Aim of the exercise
In the text about Gen Z and workplace culture, which game is described as exploding with the Gameboy craze of the 1990s?

Selected extract

<<<<

According to Ethan McCarty, the CEO of Integral, an employee experience agency here in New York, GenZers also aren’t yet fully ready, and may never be, to work for companies which fail to reimagine and realign their work cultures to enable a freer flow of communication.
Here’s one way to more fully understand what’s going on—how many businesses are starting to rethink their work cultures to help ease the disconnect between GenZers and the frustrations today’s business leaders are experiencing.
Gaming the System
With a nod to my wise colleague, Henry Timms, the author of New Power: How it’s changing the 21st century—and why you need to know, think of the difference between the two biggest computer games of all time—the block-based game Tetris, which exploded with the Gameboy craze of the 1990s and challenges individual players (mostly Boomers and Gen Xers) to arrange blocks that would fall down from the top of the screen and make them fit into neat regular lines—but which would never enable a player to beat the system—just only take orders. Minecraft, on the other hand (played mostly by GenZers and Millennials), is a game built from the bottom up with players around the world co-creating new worlds together, in social groups, block by block— allowing them to create their own systems, set their own rules and create their own tasks and projects.
Changing today’s corporate work cultures, for many executives, will very likely be akin to changing a top-down, hierarchal game of Tetris into something that works more like Minecraft, Timms says. Game metaphors aside, the goal many companies have now is to be able to re-build workplace culture into one which can help to mobilize the participatory energy of a group of employees by letting them help each other to set their own rules, create their own tasks to achieve common cause and deliver collaborative success. Building engagement is key. Minecraft is all about inspiring increased engagement in collaborative, autonomous, personalized and peer-driven experiences—which younger generations are now craving to make them feel they have more direct input into the way a company works, what it creates and why its work is important.

>>>>

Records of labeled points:
<<<<

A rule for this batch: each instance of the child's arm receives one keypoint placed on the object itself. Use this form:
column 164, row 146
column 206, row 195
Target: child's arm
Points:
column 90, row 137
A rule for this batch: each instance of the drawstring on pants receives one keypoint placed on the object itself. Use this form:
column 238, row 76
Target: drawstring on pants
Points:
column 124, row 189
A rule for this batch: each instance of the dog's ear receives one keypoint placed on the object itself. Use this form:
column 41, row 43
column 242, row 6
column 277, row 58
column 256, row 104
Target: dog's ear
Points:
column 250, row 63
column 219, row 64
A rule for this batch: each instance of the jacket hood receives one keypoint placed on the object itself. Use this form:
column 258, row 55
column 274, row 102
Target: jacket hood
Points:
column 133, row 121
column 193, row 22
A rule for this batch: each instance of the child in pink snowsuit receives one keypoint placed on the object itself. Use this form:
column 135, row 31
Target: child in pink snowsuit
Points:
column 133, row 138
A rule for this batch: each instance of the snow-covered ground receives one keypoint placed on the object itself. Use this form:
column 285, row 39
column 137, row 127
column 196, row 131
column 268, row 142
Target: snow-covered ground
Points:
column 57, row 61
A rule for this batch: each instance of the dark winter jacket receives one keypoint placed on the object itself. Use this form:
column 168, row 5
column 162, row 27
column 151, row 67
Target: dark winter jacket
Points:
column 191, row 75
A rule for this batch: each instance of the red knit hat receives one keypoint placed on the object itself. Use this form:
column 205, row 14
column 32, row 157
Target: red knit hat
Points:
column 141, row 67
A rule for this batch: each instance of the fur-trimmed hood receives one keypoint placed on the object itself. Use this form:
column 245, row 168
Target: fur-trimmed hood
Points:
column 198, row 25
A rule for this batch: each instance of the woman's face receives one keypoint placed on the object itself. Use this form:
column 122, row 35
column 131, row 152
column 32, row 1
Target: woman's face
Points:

>>>>

Result for this exercise
Tetris